==== Given records ====
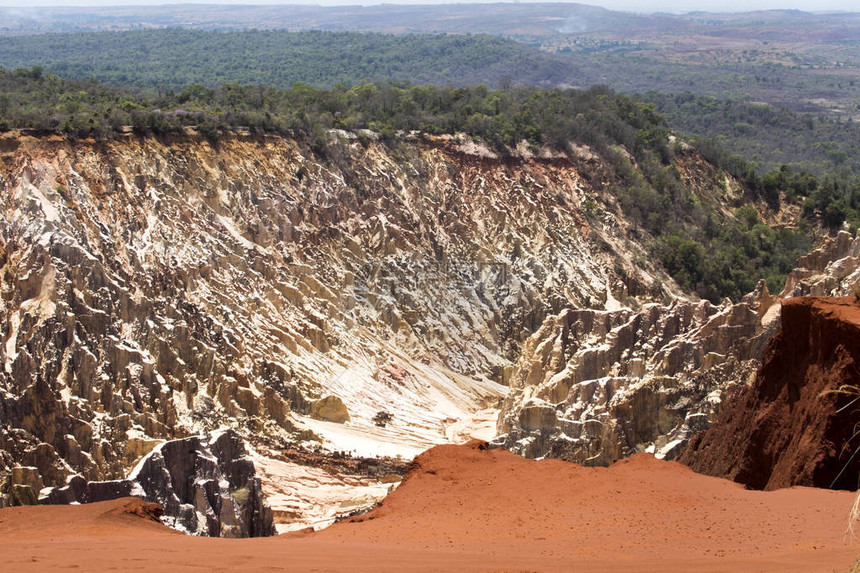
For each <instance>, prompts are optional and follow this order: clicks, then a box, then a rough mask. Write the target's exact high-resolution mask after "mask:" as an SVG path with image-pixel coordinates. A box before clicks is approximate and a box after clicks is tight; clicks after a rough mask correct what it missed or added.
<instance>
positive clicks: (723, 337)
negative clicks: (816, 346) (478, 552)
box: [494, 232, 860, 465]
mask: <svg viewBox="0 0 860 573" xmlns="http://www.w3.org/2000/svg"><path fill="white" fill-rule="evenodd" d="M858 283H860V238H852V237H851V235H850V234H849V233H847V232H840V233H838V234H837V235H836V236H835V237H832V238H830V239H828V240H825V241H824V243H823V244H822V246H821V247H820V248H818V249H816V250H815V251H813V252H812V253H810V254H809V255H806V256H804V257H801V258H800V259H799V260H798V262H797V268H796V269H795V270H794V271H793V272H792V273H791V274H790V275H789V277H788V280H787V281H786V287H785V288H784V290H783V291H782V292H781V293H780V295H777V296H774V295H771V294H770V293H769V292H768V290H767V287H766V285H765V283H764V281H761V282H760V283H759V285H758V287H757V288H756V290H755V291H754V292H752V293H749V294H748V295H746V296H745V297H744V299H743V300H742V301H741V302H740V303H739V304H735V305H732V304H731V303H729V302H728V301H726V302H725V303H724V304H723V305H721V306H720V307H715V306H713V305H710V304H708V303H707V302H698V303H695V302H689V301H686V300H683V299H680V298H678V299H675V300H674V301H673V302H672V303H671V304H669V305H662V304H652V305H646V306H644V307H643V308H642V309H641V310H639V311H633V310H631V309H619V310H615V311H594V310H575V309H568V310H564V311H562V312H561V313H560V314H558V315H557V316H555V317H550V318H548V319H547V320H546V321H545V322H544V324H543V325H542V326H541V328H540V329H538V330H537V331H536V332H535V333H534V334H533V335H532V336H531V338H530V339H529V340H527V341H526V342H525V344H524V345H523V353H522V356H521V357H520V359H519V360H518V361H517V363H516V364H515V365H514V367H513V368H512V369H511V392H510V393H509V395H508V396H507V397H506V399H505V401H504V405H503V407H502V412H501V414H500V416H499V423H498V430H499V433H500V434H501V435H500V436H499V437H498V438H497V439H496V440H494V443H495V444H496V445H503V446H505V447H508V448H511V449H513V450H514V451H517V452H519V453H522V454H523V455H526V456H529V457H541V456H551V457H560V458H564V459H569V460H572V461H578V462H582V463H588V464H598V465H605V464H608V463H611V462H612V461H614V460H616V459H619V458H622V457H626V456H628V455H630V454H632V453H635V452H637V451H650V452H653V453H654V454H655V455H657V456H658V457H665V458H667V459H674V458H675V457H677V456H678V455H679V454H680V453H681V451H682V450H683V448H684V446H685V445H686V444H687V441H688V440H689V439H690V437H691V436H693V435H694V434H696V433H697V432H699V431H701V430H704V429H706V428H708V427H709V426H710V424H711V423H712V421H713V420H714V419H715V417H716V416H717V415H718V414H719V412H720V410H721V407H722V404H723V402H724V401H725V399H726V398H727V397H728V396H729V395H730V394H731V393H732V392H733V391H734V390H735V389H737V388H739V387H743V386H747V385H749V384H750V383H751V382H752V380H753V379H754V377H755V373H756V372H757V370H758V369H759V367H760V366H761V364H762V362H761V359H762V353H763V351H764V348H765V347H766V345H767V343H768V341H769V340H770V338H771V337H772V336H773V335H775V334H776V333H777V332H778V330H779V325H780V305H779V304H778V303H779V301H780V300H781V299H782V298H783V297H785V296H790V295H791V293H795V292H797V293H808V292H814V293H821V294H846V293H848V292H851V289H852V286H853V285H855V284H858Z"/></svg>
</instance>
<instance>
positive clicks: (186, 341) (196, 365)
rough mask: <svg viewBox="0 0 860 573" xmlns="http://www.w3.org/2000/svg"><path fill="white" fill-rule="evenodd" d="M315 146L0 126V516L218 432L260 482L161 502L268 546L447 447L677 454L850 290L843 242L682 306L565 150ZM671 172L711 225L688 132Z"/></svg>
mask: <svg viewBox="0 0 860 573" xmlns="http://www.w3.org/2000/svg"><path fill="white" fill-rule="evenodd" d="M327 137H328V143H327V145H326V146H325V148H324V149H318V148H314V147H313V146H311V145H309V144H308V143H307V142H304V141H302V140H296V139H291V138H288V137H283V136H276V135H265V134H259V133H251V132H248V131H243V130H234V131H232V132H230V133H227V134H224V135H223V136H222V137H221V138H220V139H218V140H217V141H210V140H209V139H207V138H205V137H203V136H201V135H199V134H197V133H195V132H194V131H193V130H189V132H188V133H186V134H185V135H184V136H178V135H174V136H164V137H161V138H158V137H154V136H140V135H136V134H132V133H124V134H120V135H118V136H117V137H116V138H115V139H113V140H105V141H95V140H92V139H82V140H73V139H70V138H68V137H66V136H62V135H57V134H41V133H35V132H27V131H22V132H9V133H6V134H4V135H0V189H2V195H0V212H2V220H0V224H2V233H0V325H2V335H3V339H2V344H0V362H2V365H3V367H2V371H0V483H1V484H2V485H0V500H2V501H0V504H2V505H13V504H19V503H24V502H28V503H35V502H38V501H40V500H41V501H43V502H45V501H48V500H50V499H57V497H58V496H61V495H66V496H67V497H68V495H70V494H69V492H70V491H72V490H73V489H74V487H73V484H74V483H77V484H79V486H75V487H80V484H81V483H82V482H84V483H86V484H90V485H88V486H86V487H90V486H91V487H93V488H97V487H100V486H95V485H92V484H96V483H99V482H107V481H114V482H123V480H126V479H127V478H128V479H130V478H129V476H130V475H132V474H134V472H133V470H134V469H135V468H136V467H141V464H144V465H145V464H146V463H154V462H153V459H154V458H155V457H157V456H159V455H162V454H163V452H164V451H165V448H167V449H168V450H169V449H170V448H175V447H179V446H175V445H171V444H177V443H184V444H190V443H192V442H193V443H194V446H193V447H194V448H198V447H200V448H203V450H206V448H211V444H213V443H214V441H215V440H217V439H218V436H223V435H225V434H224V432H227V431H229V432H235V434H236V436H241V438H242V439H243V440H242V441H243V445H242V448H243V450H242V451H243V452H244V453H241V454H240V453H239V452H238V450H237V456H239V459H242V460H245V461H243V462H242V464H247V463H252V464H253V467H254V468H255V470H254V471H255V472H256V475H258V476H259V477H257V478H255V479H257V480H259V483H257V482H254V481H253V480H252V482H251V485H250V486H245V485H242V487H231V488H227V487H220V488H215V485H217V482H218V481H219V480H221V479H227V481H231V480H230V479H229V478H222V477H216V476H215V474H206V475H201V476H198V477H195V478H193V479H195V480H196V479H198V478H199V479H200V480H202V481H201V482H200V484H204V483H205V482H206V480H212V482H211V483H212V484H215V485H210V486H205V485H200V489H199V490H195V491H199V492H203V493H199V494H195V495H196V496H197V497H196V498H195V499H194V500H192V499H190V498H187V497H184V498H183V496H180V495H177V499H179V498H183V504H185V505H186V506H188V507H191V508H192V509H188V507H186V508H185V510H182V509H181V508H180V511H186V517H189V519H190V518H191V517H193V520H192V521H193V523H195V524H196V525H194V526H193V527H189V526H187V525H186V526H184V527H185V529H192V530H195V531H198V532H201V533H207V532H208V533H209V534H215V535H217V536H221V535H223V536H237V535H238V536H242V535H250V534H251V533H252V531H251V530H254V531H257V533H262V532H263V531H268V526H267V525H264V526H263V527H262V528H261V529H259V531H258V530H257V529H255V528H257V525H249V524H250V523H258V522H257V521H254V520H251V521H248V520H247V519H244V518H241V519H240V518H237V517H236V516H235V515H233V514H229V512H227V513H224V518H223V519H221V520H220V521H218V520H216V521H217V523H216V522H208V521H206V519H204V518H203V517H201V518H198V517H194V516H196V515H197V514H198V513H199V515H201V516H204V517H205V516H207V515H208V516H210V517H211V516H213V515H215V514H219V515H220V514H221V513H223V512H222V511H221V509H223V507H225V504H226V505H228V506H229V505H231V504H233V501H225V502H223V503H222V502H215V501H213V500H214V498H211V499H209V498H207V499H208V501H207V503H208V505H207V503H203V497H205V495H204V493H206V492H209V491H213V488H215V489H220V490H221V491H223V493H224V494H225V495H227V498H225V499H229V500H232V499H233V498H231V497H229V495H228V494H230V495H232V494H233V493H235V491H239V490H241V491H242V492H244V493H242V494H241V495H240V497H241V496H244V495H247V492H248V491H254V492H257V491H258V489H255V488H259V492H260V493H261V494H262V495H264V496H265V497H266V499H267V500H268V505H267V506H266V507H262V506H260V507H259V508H258V509H256V510H254V511H256V512H257V514H261V512H263V513H264V512H266V511H271V512H272V519H273V525H274V527H275V528H276V530H277V531H278V532H284V531H289V530H294V529H303V528H307V527H312V528H321V527H323V526H325V525H328V524H330V523H332V522H334V521H336V520H338V519H341V518H344V517H346V516H349V515H352V514H356V513H361V512H362V511H364V510H366V509H367V508H369V507H371V506H373V505H375V504H376V503H377V502H378V501H379V500H380V499H382V498H384V497H385V496H387V495H388V494H389V493H390V492H391V491H395V492H396V491H397V490H394V488H395V487H397V484H398V483H400V481H401V476H402V475H403V474H404V473H405V471H406V469H405V468H406V463H407V462H408V460H410V459H412V458H413V457H415V456H416V455H418V454H420V453H421V452H424V451H425V450H427V449H428V448H431V447H433V446H435V445H439V444H449V443H464V442H466V441H468V440H469V439H472V438H480V439H483V440H489V441H490V443H491V445H492V446H501V445H503V446H505V447H507V448H509V449H511V450H513V451H515V452H518V453H522V454H524V455H526V456H528V457H557V458H562V459H565V460H569V461H577V462H581V463H585V464H588V465H609V464H611V463H612V462H615V461H616V460H619V459H621V458H625V457H628V456H630V455H632V454H635V453H637V452H651V453H653V454H655V455H656V456H657V457H660V458H665V459H669V460H670V459H674V458H675V457H677V456H678V455H679V454H680V453H681V451H682V450H683V448H684V447H685V445H686V444H687V442H688V440H689V439H690V438H691V436H693V434H695V433H696V432H698V431H700V430H704V429H706V428H707V427H709V426H710V424H711V422H712V421H713V420H714V419H715V418H716V417H717V416H718V415H719V413H720V410H721V407H722V404H723V403H724V401H725V399H726V397H727V396H728V394H729V393H730V392H732V391H733V390H735V389H737V388H740V387H743V386H746V385H748V384H750V383H752V381H753V379H754V377H755V374H756V372H757V371H758V370H759V368H760V367H761V365H762V357H763V355H764V352H765V348H766V346H767V344H768V342H769V341H770V340H771V339H772V338H773V337H774V335H776V333H777V332H778V331H779V328H780V324H781V316H780V315H781V309H780V304H779V300H780V299H781V298H784V297H787V296H791V295H803V294H815V295H825V294H827V295H833V294H842V295H844V294H847V293H848V292H849V290H850V287H851V285H852V284H855V283H856V282H857V280H858V278H860V275H858V268H860V264H858V260H860V242H858V239H855V238H853V237H851V236H850V235H849V234H848V233H845V232H843V233H840V234H838V235H837V236H835V237H834V238H832V239H829V240H827V241H825V242H824V244H823V245H822V247H821V248H820V249H819V250H817V251H816V252H814V253H812V254H810V255H809V256H808V257H805V258H804V259H802V260H801V261H799V262H798V269H797V270H796V271H795V272H794V273H792V275H790V276H789V279H788V281H787V285H786V288H785V290H784V291H783V292H782V293H779V294H778V295H771V294H770V293H768V291H767V288H766V286H764V283H761V284H760V286H759V288H758V289H757V290H756V291H755V292H754V293H750V295H748V296H747V297H746V298H745V299H744V300H743V301H741V302H739V303H737V304H732V303H731V302H729V301H726V302H723V303H722V304H720V305H714V304H711V303H709V302H707V301H698V300H693V297H690V296H687V295H685V293H684V292H683V290H682V289H681V288H680V287H679V286H678V285H677V284H676V283H675V281H674V280H673V279H672V278H671V277H670V276H668V275H667V274H666V272H665V271H664V270H663V269H662V268H661V267H660V265H659V264H655V262H654V261H653V260H652V258H651V257H650V256H649V255H648V253H647V251H646V249H645V246H644V245H643V244H642V242H641V241H637V240H635V239H636V237H637V233H638V232H639V231H638V230H637V229H636V226H635V223H633V222H632V221H630V220H629V219H628V218H627V217H625V214H624V212H623V211H622V209H621V207H620V206H619V203H618V200H617V197H616V194H615V193H614V190H613V184H614V183H615V180H614V177H615V176H614V174H613V171H612V169H611V168H610V167H609V166H607V165H605V164H603V163H601V161H600V160H599V159H598V158H597V157H596V155H595V154H593V153H591V152H590V150H589V149H587V148H585V147H581V146H580V147H577V148H575V149H573V151H574V153H572V157H573V159H570V158H568V157H566V156H561V155H559V154H558V153H554V152H552V151H550V150H547V149H539V150H529V149H527V148H523V149H521V150H520V151H519V152H518V153H516V154H514V155H513V156H512V157H506V158H500V157H497V156H496V154H495V153H493V152H492V151H490V150H489V149H487V148H486V147H484V146H482V145H481V144H480V142H476V141H472V140H470V139H469V138H467V137H465V136H430V135H422V134H404V135H403V136H402V137H401V138H400V139H398V140H397V141H396V142H385V141H382V140H379V139H378V138H377V136H376V135H375V134H373V133H370V132H367V133H359V134H354V133H350V132H339V131H332V132H330V133H328V134H327ZM673 168H674V169H676V170H677V172H678V173H679V175H680V179H681V180H682V181H683V182H684V184H685V186H686V189H687V190H688V191H689V193H690V194H691V196H692V197H694V198H696V200H699V201H703V202H707V203H708V204H712V205H714V206H715V208H718V209H719V210H720V211H722V212H725V213H727V214H730V213H731V211H732V209H734V208H735V207H737V206H739V205H740V204H741V202H742V200H743V193H744V192H743V188H742V187H741V185H740V184H739V183H738V182H737V181H735V180H734V179H733V178H732V177H731V176H730V175H728V174H727V173H726V172H724V171H721V170H719V169H717V168H715V167H714V166H712V165H710V164H708V163H707V162H705V161H704V160H703V159H702V158H701V157H700V156H699V155H698V154H697V153H696V152H695V151H693V150H692V149H690V148H687V147H685V146H682V145H678V146H677V149H676V155H675V157H674V159H673ZM761 211H762V215H763V217H764V216H765V215H766V213H765V208H764V207H762V208H761ZM189 440H190V442H188V441H189ZM183 447H184V446H183ZM203 450H201V451H203ZM482 451H483V450H482ZM207 452H208V453H207ZM290 452H293V453H290ZM295 452H303V453H302V454H301V455H293V454H294V453H295ZM201 455H203V456H204V457H207V456H212V455H214V454H212V452H211V450H206V451H203V454H201ZM494 455H495V454H494ZM337 460H340V461H343V460H353V461H352V462H350V463H346V462H344V463H341V462H340V461H337ZM335 462H337V463H335ZM243 467H245V466H243ZM243 471H244V470H243ZM192 473H193V472H192ZM240 473H241V472H240ZM134 475H138V476H139V473H136V474H134ZM242 475H243V477H242V483H243V484H244V483H246V482H247V479H248V478H249V476H248V475H246V474H242ZM132 481H133V480H132ZM195 483H197V482H195ZM128 487H129V488H133V486H132V485H128ZM207 487H208V488H209V489H206V488H207ZM404 487H405V484H404ZM70 488H71V489H70ZM249 488H250V489H249ZM180 489H181V488H180ZM174 491H176V488H175V487H174ZM183 491H184V490H183ZM60 492H65V493H63V494H61V493H60ZM186 493H187V492H186ZM167 495H168V494H167V493H160V494H152V495H151V497H152V498H153V499H155V498H159V496H160V497H161V499H167V497H165V496H167ZM255 495H256V494H255ZM52 496H53V497H52ZM171 499H172V498H171ZM243 499H244V498H243ZM75 500H76V501H77V500H78V499H77V498H75ZM179 505H182V504H179ZM207 508H208V509H207ZM321 508H322V509H321ZM216 509H217V511H216ZM189 511H191V512H192V513H194V516H192V515H191V514H190V513H188V512H189ZM236 515H238V514H236ZM243 519H244V520H243ZM194 520H196V521H194ZM186 523H190V522H189V521H188V520H187V519H186ZM204 523H205V524H206V525H205V527H204ZM240 523H241V524H244V525H240ZM264 523H268V521H265V520H264ZM204 530H205V531H204Z"/></svg>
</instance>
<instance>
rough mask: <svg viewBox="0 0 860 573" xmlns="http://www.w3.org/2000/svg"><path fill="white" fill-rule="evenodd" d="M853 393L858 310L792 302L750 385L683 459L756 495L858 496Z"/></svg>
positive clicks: (782, 318) (805, 301)
mask: <svg viewBox="0 0 860 573" xmlns="http://www.w3.org/2000/svg"><path fill="white" fill-rule="evenodd" d="M840 390H842V392H840ZM858 395H860V303H858V302H857V301H856V300H855V298H854V297H850V298H836V299H832V298H793V299H789V300H787V301H785V302H784V303H783V304H782V329H781V330H780V332H779V334H778V335H777V336H776V337H774V338H773V340H772V341H771V343H770V345H769V346H768V349H767V352H766V354H765V357H764V365H763V366H762V368H761V370H760V371H759V373H758V376H757V378H756V380H755V383H754V384H753V385H752V386H750V387H745V388H742V389H740V391H739V392H738V393H737V394H735V395H734V396H732V398H731V400H730V401H729V402H728V403H727V404H726V406H725V407H724V408H723V410H722V411H721V413H720V416H719V417H718V418H717V420H716V422H715V423H714V425H713V426H712V427H711V428H710V429H709V430H707V431H706V432H703V433H701V434H698V435H696V436H695V437H693V439H692V440H691V441H690V444H689V446H688V447H687V448H686V449H685V450H684V452H683V454H682V456H681V458H680V461H681V462H682V463H685V464H687V465H689V466H690V467H692V468H693V469H695V470H696V471H698V472H701V473H705V474H709V475H714V476H719V477H726V478H729V479H733V480H735V481H737V482H740V483H742V484H744V485H746V486H748V487H751V488H755V489H778V488H781V487H788V486H792V485H806V486H816V487H835V488H840V489H850V490H855V489H857V485H858V484H857V476H858V475H860V459H858V457H857V455H856V453H857V449H858V447H860V442H858V440H857V428H858V427H860V426H858V425H860V404H858Z"/></svg>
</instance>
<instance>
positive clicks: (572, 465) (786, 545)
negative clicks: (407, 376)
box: [0, 443, 860, 573]
mask: <svg viewBox="0 0 860 573" xmlns="http://www.w3.org/2000/svg"><path fill="white" fill-rule="evenodd" d="M853 501H854V494H852V493H850V492H836V491H826V490H817V489H811V488H791V489H784V490H778V491H771V492H761V491H748V490H745V489H743V487H742V486H740V485H737V484H735V483H732V482H729V481H726V480H722V479H717V478H712V477H705V476H701V475H698V474H695V473H693V472H692V471H691V470H690V469H688V468H686V467H684V466H681V465H679V464H676V463H669V462H661V461H658V460H655V459H653V458H652V457H650V456H647V455H638V456H634V457H633V458H630V459H628V460H624V461H621V462H618V463H616V464H614V465H613V466H612V467H610V468H584V467H581V466H577V465H574V464H569V463H566V462H561V461H555V460H546V461H537V462H536V461H529V460H525V459H523V458H520V457H518V456H515V455H513V454H511V453H509V452H506V451H502V450H493V451H487V450H484V449H481V447H480V446H479V444H477V443H473V444H469V445H466V446H440V447H437V448H434V449H432V450H430V451H428V452H426V453H424V454H422V455H421V456H419V457H418V458H417V459H416V464H415V468H414V469H413V471H412V472H411V473H410V474H409V476H407V478H406V480H405V481H404V483H403V485H401V486H400V487H399V488H398V489H397V490H396V491H395V492H394V493H393V494H392V495H391V496H389V497H388V498H387V499H386V500H385V502H384V504H383V505H382V506H381V507H379V508H377V509H375V510H374V511H373V512H371V513H369V514H366V515H364V516H360V517H358V518H354V519H353V520H351V521H347V522H343V523H338V524H335V525H334V526H332V527H330V528H329V529H326V530H324V531H320V532H316V533H304V534H293V535H289V536H281V537H278V538H269V539H245V540H223V539H204V538H193V537H187V536H184V535H181V534H178V533H176V532H173V531H171V530H168V529H167V528H164V527H162V526H161V525H159V524H158V523H153V522H151V521H148V520H147V519H146V518H145V517H140V516H137V515H133V514H130V513H129V510H131V511H136V512H138V513H141V511H140V510H141V505H142V504H141V502H139V501H137V500H129V499H125V500H117V501H112V502H106V503H99V504H92V505H89V506H72V507H68V506H66V507H57V506H55V507H22V508H10V509H4V510H0V554H2V560H3V567H2V569H3V570H4V571H36V570H39V571H43V570H57V569H63V568H72V569H78V570H83V571H105V570H120V571H144V570H145V571H248V570H260V571H267V570H268V571H276V570H292V571H636V572H640V573H641V572H648V571H653V572H657V571H661V572H662V571H781V572H782V571H797V572H801V571H802V572H814V571H822V572H825V571H826V572H828V573H830V572H832V571H847V570H848V568H849V567H850V566H851V564H852V563H853V562H854V560H855V558H856V557H857V556H858V555H860V542H858V540H857V539H850V538H845V537H844V535H843V533H844V531H845V528H846V525H847V518H848V512H849V510H850V508H851V505H852V503H853Z"/></svg>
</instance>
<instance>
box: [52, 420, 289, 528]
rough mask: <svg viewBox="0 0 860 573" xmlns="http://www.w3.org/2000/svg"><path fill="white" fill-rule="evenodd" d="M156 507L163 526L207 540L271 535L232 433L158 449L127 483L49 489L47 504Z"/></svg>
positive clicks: (259, 485) (145, 461)
mask: <svg viewBox="0 0 860 573" xmlns="http://www.w3.org/2000/svg"><path fill="white" fill-rule="evenodd" d="M129 496H133V497H140V498H143V499H145V500H146V501H148V502H152V503H157V504H158V505H159V506H160V507H161V508H162V511H161V520H162V521H163V522H164V523H166V524H168V525H170V526H171V527H174V528H176V529H180V530H182V531H186V532H189V533H193V534H195V535H204V536H210V537H233V538H237V537H263V536H267V535H273V534H274V532H275V528H274V523H273V518H272V511H271V509H270V508H269V507H268V506H267V505H266V504H265V502H264V500H263V492H262V487H261V483H260V478H259V477H257V476H256V471H255V468H254V463H253V461H251V459H250V458H249V457H248V456H247V452H246V451H245V446H244V444H243V443H242V439H241V438H240V437H239V436H238V435H237V434H236V433H235V432H233V431H225V432H220V433H217V434H215V435H214V436H213V437H211V438H206V439H204V438H201V437H198V436H194V437H190V438H184V439H181V440H173V441H170V442H165V443H162V444H159V445H158V446H157V447H156V448H155V450H154V451H153V452H152V453H150V454H149V455H147V456H146V457H145V458H144V459H143V460H142V461H141V462H140V464H139V465H138V467H137V468H136V469H135V470H134V471H133V472H132V473H131V475H130V476H129V477H128V479H124V480H114V481H90V482H88V481H86V480H85V479H83V478H81V477H80V476H74V477H72V478H71V479H70V480H69V482H68V484H67V485H65V486H63V487H60V488H48V489H47V490H46V491H45V492H44V494H43V496H42V498H41V499H40V501H41V502H42V503H45V504H68V503H95V502H99V501H107V500H112V499H119V498H122V497H129Z"/></svg>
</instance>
====
Exercise:
Transcribe everything from the start of the rows down to the line containing "box: [494, 232, 860, 465]", including that line. Leave the pictures out.

Reply to the task:
For each <instance>, prompts are optional and follow this order: clicks, then a box, then a rough mask. Write the target's exact high-resolution mask after "mask:" as an SVG path with image-pixel coordinates. A box before clicks is approximate and a box after clicks is tight; clicks after a rough mask correct what it missed or added.
<instance>
positive clicks: (723, 337)
negative clicks: (816, 346) (478, 552)
box: [494, 232, 860, 465]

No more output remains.